Friday, April 3, 2009

Healthy Painful Emotions

Ms. Anonymous sent a comment to my post on Six Unhealthy Emotions. Obviously I don’t know the gender of Ms. Anonymous so I will pretend it is female.

Normally, I would not allow this comment to be published. As I’ve mentioned before, I would like to publish all your comments to any post. However, the requirement is that you sign your name for it to be published. If you would rather not so, your comment will not be published. Instead of not having a response to your anonymous comment, you would be better off sending me a personal email message at

With that said, I decided to post a response to Ms. Anonymous because the confusion implied by her comment may be common for others of you. Here is what she said: "There are not only six unhealthy emotions. three are left out...anger, jealousy, and lust. and envy. thats four that were forgotten and i think should be included."

PROMPT: Rename "Ms. Anonymous" to "Ms. Nameless" in the blog post and write out the passage starting with "Healthy Painful Emotions" and going on through "it is female.". The data isn't needed.

SUPPLIED INFORMATION:
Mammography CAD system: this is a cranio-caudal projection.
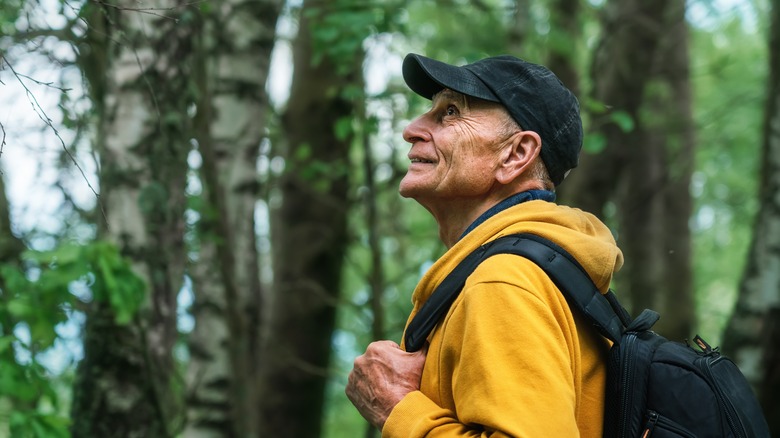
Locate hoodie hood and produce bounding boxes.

COMPLETE RESPONSE:
Healthy Painful Emotions

Ms. Nameless sent a comment to my post on Six Unhealthy Emotions. Obviously I don’t know the gender of Ms. Nameless so I will pretend it is female.